Saved entries

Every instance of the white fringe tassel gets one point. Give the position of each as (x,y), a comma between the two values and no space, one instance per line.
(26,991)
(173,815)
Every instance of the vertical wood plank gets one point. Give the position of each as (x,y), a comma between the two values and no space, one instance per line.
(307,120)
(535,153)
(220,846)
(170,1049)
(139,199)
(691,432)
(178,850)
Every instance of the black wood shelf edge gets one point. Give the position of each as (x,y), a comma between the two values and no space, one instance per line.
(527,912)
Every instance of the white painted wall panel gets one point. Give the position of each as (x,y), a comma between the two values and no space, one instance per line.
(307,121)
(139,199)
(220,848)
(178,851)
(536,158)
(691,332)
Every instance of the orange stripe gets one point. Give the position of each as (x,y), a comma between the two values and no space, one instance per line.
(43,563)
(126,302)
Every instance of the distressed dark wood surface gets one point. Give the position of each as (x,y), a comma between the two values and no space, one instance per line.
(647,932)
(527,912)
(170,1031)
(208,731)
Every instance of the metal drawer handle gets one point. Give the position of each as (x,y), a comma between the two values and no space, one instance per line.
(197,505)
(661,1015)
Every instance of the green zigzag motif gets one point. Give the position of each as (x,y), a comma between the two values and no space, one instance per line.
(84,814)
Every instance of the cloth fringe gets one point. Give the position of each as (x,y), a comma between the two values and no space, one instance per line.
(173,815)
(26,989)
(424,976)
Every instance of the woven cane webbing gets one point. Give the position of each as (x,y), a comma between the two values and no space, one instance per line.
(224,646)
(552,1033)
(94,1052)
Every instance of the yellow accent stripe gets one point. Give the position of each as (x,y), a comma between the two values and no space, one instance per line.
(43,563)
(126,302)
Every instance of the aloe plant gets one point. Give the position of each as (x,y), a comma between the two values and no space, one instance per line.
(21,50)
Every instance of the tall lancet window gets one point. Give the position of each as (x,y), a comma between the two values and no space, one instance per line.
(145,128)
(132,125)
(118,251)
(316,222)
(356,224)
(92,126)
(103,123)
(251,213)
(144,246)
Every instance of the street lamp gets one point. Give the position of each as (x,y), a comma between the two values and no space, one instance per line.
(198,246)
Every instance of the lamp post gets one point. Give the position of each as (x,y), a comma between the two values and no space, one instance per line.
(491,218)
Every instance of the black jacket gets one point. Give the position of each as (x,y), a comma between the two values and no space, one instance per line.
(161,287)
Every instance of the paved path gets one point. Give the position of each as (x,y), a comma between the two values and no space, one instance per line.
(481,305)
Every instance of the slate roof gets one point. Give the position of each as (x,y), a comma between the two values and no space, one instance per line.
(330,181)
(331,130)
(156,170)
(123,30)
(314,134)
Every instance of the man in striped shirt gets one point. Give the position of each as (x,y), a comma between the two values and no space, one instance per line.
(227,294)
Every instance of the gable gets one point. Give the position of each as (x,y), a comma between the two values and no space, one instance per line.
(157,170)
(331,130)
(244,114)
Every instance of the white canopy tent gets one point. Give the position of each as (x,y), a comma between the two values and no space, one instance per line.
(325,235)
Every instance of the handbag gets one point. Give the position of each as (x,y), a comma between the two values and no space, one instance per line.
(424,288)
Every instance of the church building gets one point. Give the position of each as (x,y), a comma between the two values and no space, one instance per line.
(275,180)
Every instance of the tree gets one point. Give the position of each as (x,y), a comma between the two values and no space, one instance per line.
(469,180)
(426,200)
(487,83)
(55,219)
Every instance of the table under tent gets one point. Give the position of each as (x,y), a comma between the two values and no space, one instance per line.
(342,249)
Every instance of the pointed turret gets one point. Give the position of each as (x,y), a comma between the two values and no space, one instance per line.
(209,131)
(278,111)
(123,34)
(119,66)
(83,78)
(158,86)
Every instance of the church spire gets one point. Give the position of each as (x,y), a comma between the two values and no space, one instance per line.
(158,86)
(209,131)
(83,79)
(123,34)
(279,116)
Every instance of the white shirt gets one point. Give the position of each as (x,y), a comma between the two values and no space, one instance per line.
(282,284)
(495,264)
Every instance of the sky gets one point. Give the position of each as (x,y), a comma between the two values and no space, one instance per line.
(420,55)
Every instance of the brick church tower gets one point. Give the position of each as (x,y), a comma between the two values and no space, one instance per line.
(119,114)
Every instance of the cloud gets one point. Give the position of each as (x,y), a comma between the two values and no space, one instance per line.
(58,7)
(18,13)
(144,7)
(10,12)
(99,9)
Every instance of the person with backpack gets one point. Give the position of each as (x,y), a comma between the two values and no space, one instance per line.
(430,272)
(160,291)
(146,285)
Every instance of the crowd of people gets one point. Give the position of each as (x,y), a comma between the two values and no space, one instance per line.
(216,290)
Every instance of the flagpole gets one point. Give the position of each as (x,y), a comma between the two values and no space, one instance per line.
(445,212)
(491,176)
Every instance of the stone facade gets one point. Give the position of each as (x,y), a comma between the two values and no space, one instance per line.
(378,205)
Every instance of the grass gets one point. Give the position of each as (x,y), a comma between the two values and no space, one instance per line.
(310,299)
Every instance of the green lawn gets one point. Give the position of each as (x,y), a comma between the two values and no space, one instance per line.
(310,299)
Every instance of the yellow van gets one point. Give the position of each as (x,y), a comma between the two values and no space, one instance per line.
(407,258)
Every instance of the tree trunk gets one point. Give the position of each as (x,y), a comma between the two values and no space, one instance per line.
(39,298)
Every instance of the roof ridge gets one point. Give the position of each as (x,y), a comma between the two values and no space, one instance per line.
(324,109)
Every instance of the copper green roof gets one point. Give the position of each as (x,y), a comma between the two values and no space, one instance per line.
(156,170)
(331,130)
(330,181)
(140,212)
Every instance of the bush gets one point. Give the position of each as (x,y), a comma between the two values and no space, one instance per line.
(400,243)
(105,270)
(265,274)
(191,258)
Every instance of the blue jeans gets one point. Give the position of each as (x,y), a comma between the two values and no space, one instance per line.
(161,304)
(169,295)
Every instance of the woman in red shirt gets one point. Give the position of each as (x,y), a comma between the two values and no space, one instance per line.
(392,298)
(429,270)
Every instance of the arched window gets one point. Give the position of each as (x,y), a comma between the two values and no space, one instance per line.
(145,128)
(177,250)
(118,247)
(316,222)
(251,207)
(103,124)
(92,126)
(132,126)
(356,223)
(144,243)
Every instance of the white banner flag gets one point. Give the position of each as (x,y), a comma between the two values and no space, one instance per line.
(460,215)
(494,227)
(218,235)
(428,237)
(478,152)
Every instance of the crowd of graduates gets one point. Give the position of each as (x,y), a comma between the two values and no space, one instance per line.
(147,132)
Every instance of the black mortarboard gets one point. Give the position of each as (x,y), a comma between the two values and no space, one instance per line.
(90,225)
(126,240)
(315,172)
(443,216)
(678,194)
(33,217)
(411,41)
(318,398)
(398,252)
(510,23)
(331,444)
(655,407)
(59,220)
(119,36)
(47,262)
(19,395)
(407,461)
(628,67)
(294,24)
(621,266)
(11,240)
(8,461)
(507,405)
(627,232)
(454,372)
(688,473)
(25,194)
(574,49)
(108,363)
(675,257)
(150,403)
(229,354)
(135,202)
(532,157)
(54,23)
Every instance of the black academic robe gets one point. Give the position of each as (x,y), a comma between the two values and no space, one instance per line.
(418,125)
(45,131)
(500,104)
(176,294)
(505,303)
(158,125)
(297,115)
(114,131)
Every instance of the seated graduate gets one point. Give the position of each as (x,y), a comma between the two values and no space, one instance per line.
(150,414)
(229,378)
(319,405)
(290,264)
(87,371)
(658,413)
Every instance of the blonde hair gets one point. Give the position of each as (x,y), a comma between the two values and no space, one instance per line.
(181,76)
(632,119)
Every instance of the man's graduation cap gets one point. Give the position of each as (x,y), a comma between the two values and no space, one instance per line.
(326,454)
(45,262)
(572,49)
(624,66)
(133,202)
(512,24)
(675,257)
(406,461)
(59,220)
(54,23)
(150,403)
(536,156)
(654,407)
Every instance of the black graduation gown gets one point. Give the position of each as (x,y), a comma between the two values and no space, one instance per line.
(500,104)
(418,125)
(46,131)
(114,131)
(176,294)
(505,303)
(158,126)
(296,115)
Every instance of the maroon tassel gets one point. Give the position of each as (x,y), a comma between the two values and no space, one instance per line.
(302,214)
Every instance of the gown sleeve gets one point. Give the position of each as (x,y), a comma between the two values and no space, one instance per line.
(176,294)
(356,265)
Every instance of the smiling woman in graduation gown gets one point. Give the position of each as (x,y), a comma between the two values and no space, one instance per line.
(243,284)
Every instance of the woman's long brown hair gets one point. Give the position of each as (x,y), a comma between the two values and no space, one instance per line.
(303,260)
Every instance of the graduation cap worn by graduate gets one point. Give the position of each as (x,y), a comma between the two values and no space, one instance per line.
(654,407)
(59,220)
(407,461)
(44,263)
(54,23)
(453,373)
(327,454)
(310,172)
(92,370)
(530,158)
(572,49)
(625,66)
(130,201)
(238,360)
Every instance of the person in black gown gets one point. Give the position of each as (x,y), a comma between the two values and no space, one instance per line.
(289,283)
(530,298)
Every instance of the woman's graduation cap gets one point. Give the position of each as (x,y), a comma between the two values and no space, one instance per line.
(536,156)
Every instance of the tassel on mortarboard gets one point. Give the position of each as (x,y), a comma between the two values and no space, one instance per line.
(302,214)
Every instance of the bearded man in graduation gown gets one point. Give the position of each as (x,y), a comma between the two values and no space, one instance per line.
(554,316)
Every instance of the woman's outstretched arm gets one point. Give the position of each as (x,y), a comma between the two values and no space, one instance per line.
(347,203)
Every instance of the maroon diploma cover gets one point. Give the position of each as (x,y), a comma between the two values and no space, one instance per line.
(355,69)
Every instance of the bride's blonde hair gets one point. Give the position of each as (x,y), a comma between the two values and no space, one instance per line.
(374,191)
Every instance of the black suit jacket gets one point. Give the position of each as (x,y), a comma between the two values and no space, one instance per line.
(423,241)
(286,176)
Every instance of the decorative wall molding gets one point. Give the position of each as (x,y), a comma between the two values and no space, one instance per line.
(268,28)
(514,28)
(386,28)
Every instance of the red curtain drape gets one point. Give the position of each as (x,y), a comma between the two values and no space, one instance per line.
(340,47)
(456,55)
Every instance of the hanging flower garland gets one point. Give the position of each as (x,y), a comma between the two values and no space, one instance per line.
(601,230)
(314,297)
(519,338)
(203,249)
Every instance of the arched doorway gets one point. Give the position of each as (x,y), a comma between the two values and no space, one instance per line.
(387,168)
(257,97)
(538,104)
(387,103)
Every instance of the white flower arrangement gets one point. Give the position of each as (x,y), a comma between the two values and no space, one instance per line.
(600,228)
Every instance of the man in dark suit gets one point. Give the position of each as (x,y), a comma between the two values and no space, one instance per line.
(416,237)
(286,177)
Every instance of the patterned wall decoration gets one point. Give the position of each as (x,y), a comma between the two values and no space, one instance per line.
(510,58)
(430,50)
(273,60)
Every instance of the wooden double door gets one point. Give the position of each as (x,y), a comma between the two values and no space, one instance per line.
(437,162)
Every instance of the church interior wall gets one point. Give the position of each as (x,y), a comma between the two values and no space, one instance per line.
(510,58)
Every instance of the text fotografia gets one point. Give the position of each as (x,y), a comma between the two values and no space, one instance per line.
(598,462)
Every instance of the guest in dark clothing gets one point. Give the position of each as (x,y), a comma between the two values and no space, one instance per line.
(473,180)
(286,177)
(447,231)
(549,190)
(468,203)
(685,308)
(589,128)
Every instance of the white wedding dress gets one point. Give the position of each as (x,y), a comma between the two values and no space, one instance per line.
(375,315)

Task goal:
From the line containing "Every instance of the arched doorway" through the last line of the entries above, print every line exactly, including both ends, and nothing else.

Response below:
Every instance of the arched doorway gets one point. Give the position of each as (x,y), a comma between the two values and no space, one instance per line.
(387,168)
(257,97)
(538,104)
(387,103)
Every instance of the white flower arrangement gets one point. Give the position of each as (x,y), a comma between the two values and no space, one instance per line.
(600,228)
Every instance of the man in dark suit gets one point. Give the position of each as (x,y), a comma between the two values and no space, one instance per line.
(416,237)
(286,177)
Every instance of the patterned wall decoration gets one point. Give the position of each as (x,y), a comma between the two values and no space, one instance per line.
(510,58)
(430,50)
(273,60)
Every instance of the wooden double door gets one point. Give the position of each as (x,y), a comma between the two values and no space, one instance per line.
(437,162)
Every instance of the church interior wall gets one point. Give the position of each as (x,y), a comma between the two values and no space, one instance per line.
(510,58)
Every instance of the text fotografia gets one point. Give the position of each as (x,y), a comma between the two values and no space, one instance per line.
(598,462)
Every instance of the guest in dark clothing gets one point. Give the position of each as (x,y), a comma between the two values and no space, one instance per line.
(473,180)
(286,177)
(447,231)
(549,190)
(468,203)
(685,308)
(589,128)
Every instance of the white wedding dress gets one point. Give the position of each as (x,y), a comma between the two values and no space, one instance per line.
(375,315)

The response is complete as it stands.